0


Hadoop UserGroupInformation详解

下面大概了解下面Java的认证相关框架

JAAS 认证和授权框架,只要负责用户的认证和权限。

SASL client 和 server之间认证的框架

GSS 是sasl的一个provider,也就是实现了sasl框架

参考JAAS/GSS-API/SASL/Kerberos简介 | NoSQL漫谈

网上关于high level介绍的还比较多,可以搜索一些,但是要真正理解UserGroupInfomration的功能,还是需要研究 UserGroupInformaiton在 hadoop/hive等大数据系统中如何使用的。

介绍UserGroupInformation 之前,应该了解一下 JaaS框架里 Subject这个概念,简单理解就是代表了一个用户。当通过JAAS登录成功之后,会产生一个subject, 里面包含了一组 Principal, 和其他凭证信息,不如如果是Kerbos认证的话,就会有一个Kerbos身份的principal, 以及把tgt等Credentials的信息放到 privCredentials中。

CASE ONE, 客户端和服务端建立连接

当client 跟Server端建立连接的时候,一般会使用

UserGroupInfomation.doAs(action {

建立连接的代码

})

__所给数据__:
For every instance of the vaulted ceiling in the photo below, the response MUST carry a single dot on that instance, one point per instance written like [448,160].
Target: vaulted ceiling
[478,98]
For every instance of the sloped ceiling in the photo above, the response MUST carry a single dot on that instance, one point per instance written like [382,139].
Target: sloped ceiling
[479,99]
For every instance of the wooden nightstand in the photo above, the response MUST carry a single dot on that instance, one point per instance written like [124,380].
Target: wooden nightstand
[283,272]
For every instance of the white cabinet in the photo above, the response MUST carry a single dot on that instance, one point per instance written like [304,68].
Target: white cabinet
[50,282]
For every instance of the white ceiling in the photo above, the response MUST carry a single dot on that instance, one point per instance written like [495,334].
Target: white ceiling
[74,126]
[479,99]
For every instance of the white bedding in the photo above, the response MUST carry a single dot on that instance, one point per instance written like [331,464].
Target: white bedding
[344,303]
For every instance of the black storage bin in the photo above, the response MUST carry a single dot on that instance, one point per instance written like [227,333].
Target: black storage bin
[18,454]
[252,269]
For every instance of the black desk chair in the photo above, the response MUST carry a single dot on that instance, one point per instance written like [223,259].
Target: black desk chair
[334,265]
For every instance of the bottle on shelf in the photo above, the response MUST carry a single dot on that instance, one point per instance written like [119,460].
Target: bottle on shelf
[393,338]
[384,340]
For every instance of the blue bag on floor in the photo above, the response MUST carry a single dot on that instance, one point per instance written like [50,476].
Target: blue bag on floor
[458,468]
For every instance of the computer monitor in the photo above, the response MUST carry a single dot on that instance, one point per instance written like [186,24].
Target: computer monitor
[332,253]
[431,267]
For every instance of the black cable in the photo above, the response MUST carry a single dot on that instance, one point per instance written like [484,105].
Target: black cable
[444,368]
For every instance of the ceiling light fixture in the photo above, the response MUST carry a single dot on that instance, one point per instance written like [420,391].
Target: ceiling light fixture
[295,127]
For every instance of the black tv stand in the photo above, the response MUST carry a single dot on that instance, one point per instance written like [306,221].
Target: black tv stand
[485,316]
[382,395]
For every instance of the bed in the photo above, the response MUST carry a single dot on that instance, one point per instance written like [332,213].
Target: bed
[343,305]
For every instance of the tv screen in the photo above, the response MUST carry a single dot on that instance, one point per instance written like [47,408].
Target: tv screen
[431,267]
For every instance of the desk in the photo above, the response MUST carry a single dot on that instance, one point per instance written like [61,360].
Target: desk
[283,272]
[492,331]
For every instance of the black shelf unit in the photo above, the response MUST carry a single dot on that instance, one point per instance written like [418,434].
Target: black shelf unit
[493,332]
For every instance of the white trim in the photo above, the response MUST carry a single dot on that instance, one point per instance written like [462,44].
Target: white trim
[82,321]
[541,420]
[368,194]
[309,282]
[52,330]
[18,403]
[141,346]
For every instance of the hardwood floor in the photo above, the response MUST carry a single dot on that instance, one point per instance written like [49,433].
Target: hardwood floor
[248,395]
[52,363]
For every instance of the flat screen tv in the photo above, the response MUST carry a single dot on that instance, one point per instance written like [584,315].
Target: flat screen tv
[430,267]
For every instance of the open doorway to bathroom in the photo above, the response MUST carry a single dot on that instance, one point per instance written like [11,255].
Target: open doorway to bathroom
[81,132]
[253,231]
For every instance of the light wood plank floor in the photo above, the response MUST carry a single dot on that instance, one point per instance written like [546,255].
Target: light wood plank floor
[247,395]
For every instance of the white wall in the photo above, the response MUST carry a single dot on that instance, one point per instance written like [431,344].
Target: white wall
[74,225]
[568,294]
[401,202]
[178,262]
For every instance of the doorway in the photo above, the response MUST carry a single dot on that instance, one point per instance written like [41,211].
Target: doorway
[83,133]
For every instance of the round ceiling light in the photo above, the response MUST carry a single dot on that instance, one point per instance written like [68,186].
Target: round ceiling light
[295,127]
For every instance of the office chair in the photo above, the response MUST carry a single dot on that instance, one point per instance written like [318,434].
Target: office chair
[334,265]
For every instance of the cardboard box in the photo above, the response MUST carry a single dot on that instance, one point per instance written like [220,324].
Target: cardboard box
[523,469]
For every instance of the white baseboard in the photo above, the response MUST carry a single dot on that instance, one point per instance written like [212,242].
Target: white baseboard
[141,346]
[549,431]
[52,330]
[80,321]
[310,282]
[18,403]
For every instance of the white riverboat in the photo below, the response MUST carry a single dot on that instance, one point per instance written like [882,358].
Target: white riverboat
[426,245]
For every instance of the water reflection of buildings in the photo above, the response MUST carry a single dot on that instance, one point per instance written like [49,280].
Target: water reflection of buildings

__问题__:
续写前面那篇介绍 Hadoop UserGroupInformation 的文章，从其末尾之后接着写下去。

__作答__:
doAs就会使用UserGroupInformation当前subject执行

这样在建立连接的过程中,就是用了登录后的subject 来建立链接,因为subject包含了kerbos的Principal, 并且拥有合法的Credentials, sasl client和 sasl server在 建立连接的过程中就会使用到。 真实的底层使用的是Gss的实现。

doAs 里面的实现逻辑

@InterfaceAudience.Public
  @InterfaceStability.Evolving
  public <T> T doAs(PrivilegedAction<T> action) {
    if (LOG.isDebugEnabled()) {
      LOG.debug("PrivilegedAction [as: {}][action: {}]", this, action,
          new Exception());
    }
    //使用当前subject执行action,也就是建立连接的时候使用登录过的subject
    return Subject.doAs(subject, action);
  }

当然,如果没有使用UserGroupInformation.doAs的时候,

建立sasl连接的时候使用的就是当前安全上线文里的subject, 用户已经使用Jaas登录过的,登录之后,subject的信息已经存在AccessConect中了,所以也会使用登录后的subject。

CASE TWO 在服务端执行ACTION

连接到服务端之后,一般服务端有两个UGI,一个是服务本身的UGI,比如NN 一般是hdfs, 或者MetaStore, 一般是hive。 hdfs或者 hive用户是服务里的超级用户,客户端一般创建连接之后,执行的操作的用户是 client的用户,这时候就会用到UserGroupInformation里面 proxyUser的概念。

proxyUser顾名思义,就是代理一个用户执行操作。切记,被代理的用户在服务端是没有通过JAAS 认证过的用户,只是给一个用户名而已。 不过这个用户在客户端已经通过JAAS认证过了。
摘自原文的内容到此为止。